[Фрагмент страницы]:
"""

Что до здешних новостей — позавчера была студенческая выставка, во многом похожая на прочие выставки, за исключением того, что шел дождь. Полагаю, ваша жена уже писала вам о назначении Кайхи профессором китайского языка и литературы с жалованием в десять пикулей в год, которые ей разрешено выращивать на территории колледжа, причем Корпорация предоставляет семена огурцов, а Теодор Паркер — уксус. В теологических вопросах был достигнут компромисс, и она должна будет поклоняться Джошу Бейтсу, лондонскому банкиру, вместо простого Джоша, в обмен на что мистер Бейтс выплатит половину жалования бонзы, которого выпишут специально. Студентам разрешат взрывать петарды во время ее лекций. Она начинает с изложения учения достопочтенного конфуз-уза, что едва ли не может не гармонировать со всеми существующими системами философии и теологии. Поскольку все профессора вынуждены зарабатывать на жизнь чем-то на стороне, она продолжит нести вахту вместе с Мэгги. Это великий триумф партии за права женщин, выдвинувшей миссис —— на пост губернаторши с Советом из старух, куда, как мне говорят, входит и мистер ——. Как видите, жизнь здесь не стоит на месте. Что до прочих политических новостей, их не так уж много — это свойство обычно отсутствует в подобных делах; однако ожидается, что Чарлстонский конвент выдвинет в президенты капитана яхты "Вандеррер" [126] как выразителя взглядов более умеренного крыла партии (я имею в виду, конечно, южное крыло) по вопросу о рабстве. Надсмотрщик с Ред-Ривер должен украсить избирательный бюллетень в качестве кандидата в вице-президенты. Мы, пожалуй, наконец получим поистине консервативную администрацию. Дома у нас идет репетиция "Бонни Дун": Бэнкс выступает в роли республиканского мужа, в то время как рев отлично исполняет мистер Б. Ф. Батлер.

Между тем Кембридж взбудоражен предстоящей сегодня во второй половине дня свадьбой художника Дарли и мисс Дженни (кажется) Колберн. Ожидается удивительное множество красивых подружек невесты, поскольку невесте посчастливилось иметь целую россыпь прекрасных кузин. У церкви Христа ждут невероятного наплыва кринолинов, и бондари, говорят, воспользуются случаем для забастовки. Все девушки рвутся туда, и многие, вошедшие туда с диаметром в десять футов, выйдут наружу всего с двумя. Я заказал новую пару перчаток лимонного цвета для свадебного визита. Толчея, конечно, будет страшная, но ведь я из числа сурового пола и не стану переживать по этому поводу. Передайте мои наилучшие пожелания урожаю маленьких дарлингят.

"""

[Материал]:
"""

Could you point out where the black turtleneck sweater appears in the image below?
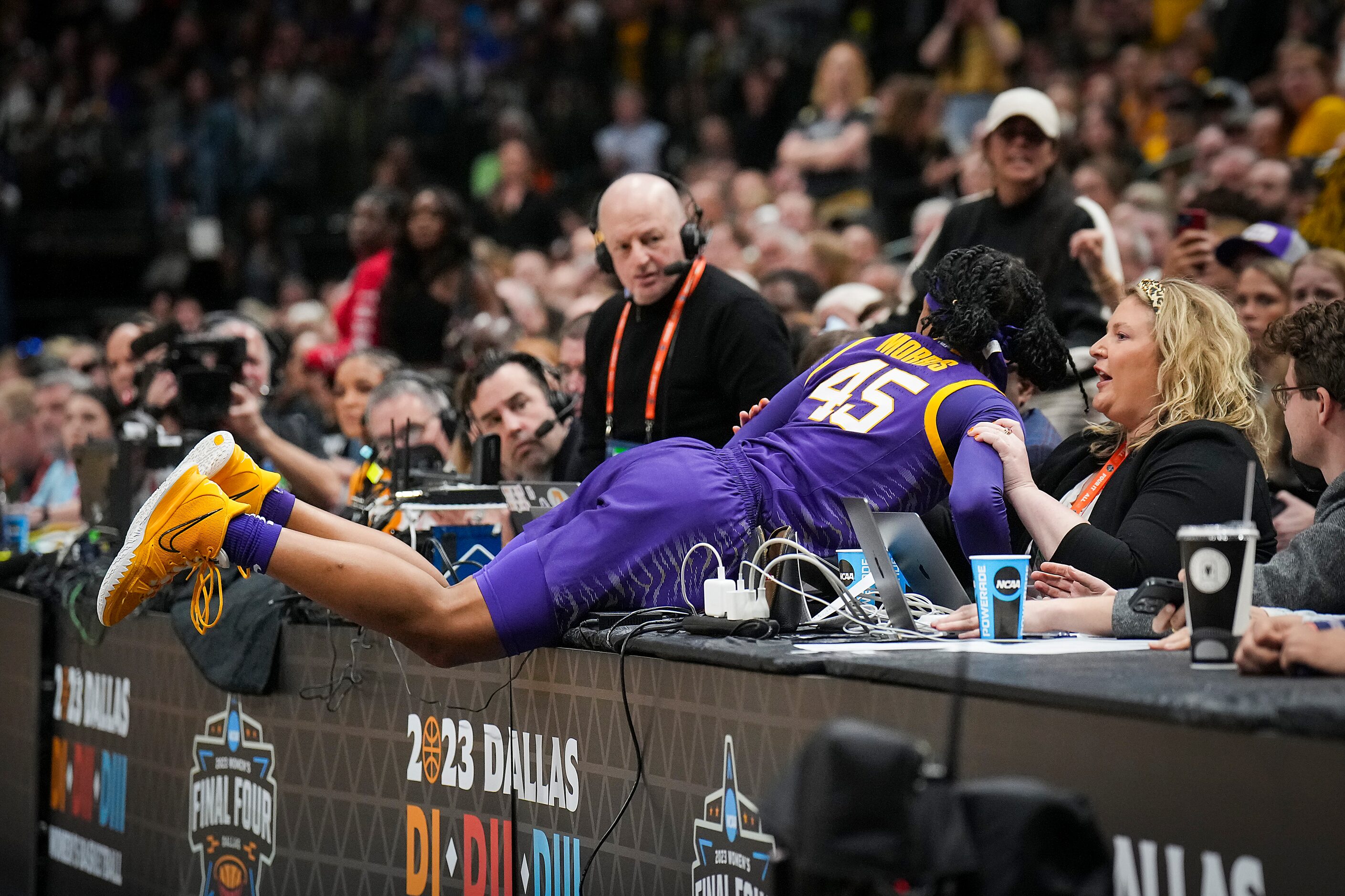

"""

[Задания]:
1 - Ответьте по отрывку на вопросы:
(a) Каким будет годовое жалование Кайхи?
(b) Какого цвета перчатки заказаны для свадебного визита?
(c) Кто исполняет рев на домашней репетиции «Бонни Дун»?
2 - Перечислите всех людей, которые упомянуты в отрывке по фамилии.
3 - Напечатайте, пожалуйста, часть отрывка без изменений: начните со слов «Между тем Кембридж» и закончите словами «урожаю маленьких дарлингят.».

[Ответы]:
1 -
(a) Десять пикулей в год.
(b) Лимонного.
(c) Мистер Б. Ф. Батлер.

2 - Теодор Паркер, Джош Бейтс, Бэнкс, Б. Ф. Батлер, художник Дарли, мисс Дженни Колберн.

3 -
Между тем Кембридж взбудоражен предстоящей сегодня во второй половине дня свадьбой художника Дарли и мисс Дженни (кажется) Колберн. Ожидается удивительное множество красивых подружек невесты, поскольку невесте посчастливилось иметь целую россыпь прекрасных кузин. У церкви Христа ждут невероятного наплыва кринолинов, и бондари, говорят, воспользуются случаем для забастовки. Все девушки рвутся туда, и многие, вошедшие туда с диаметром в десять футов, выйдут наружу всего с двумя. Я заказал новую пару перчаток лимонного цвета для свадебного визита. Толчея, конечно, будет страшная, но ведь я из числа сурового пола и не стану переживать по этому поводу. Передайте мои наилучшие пожелания урожаю маленьких дарлингят.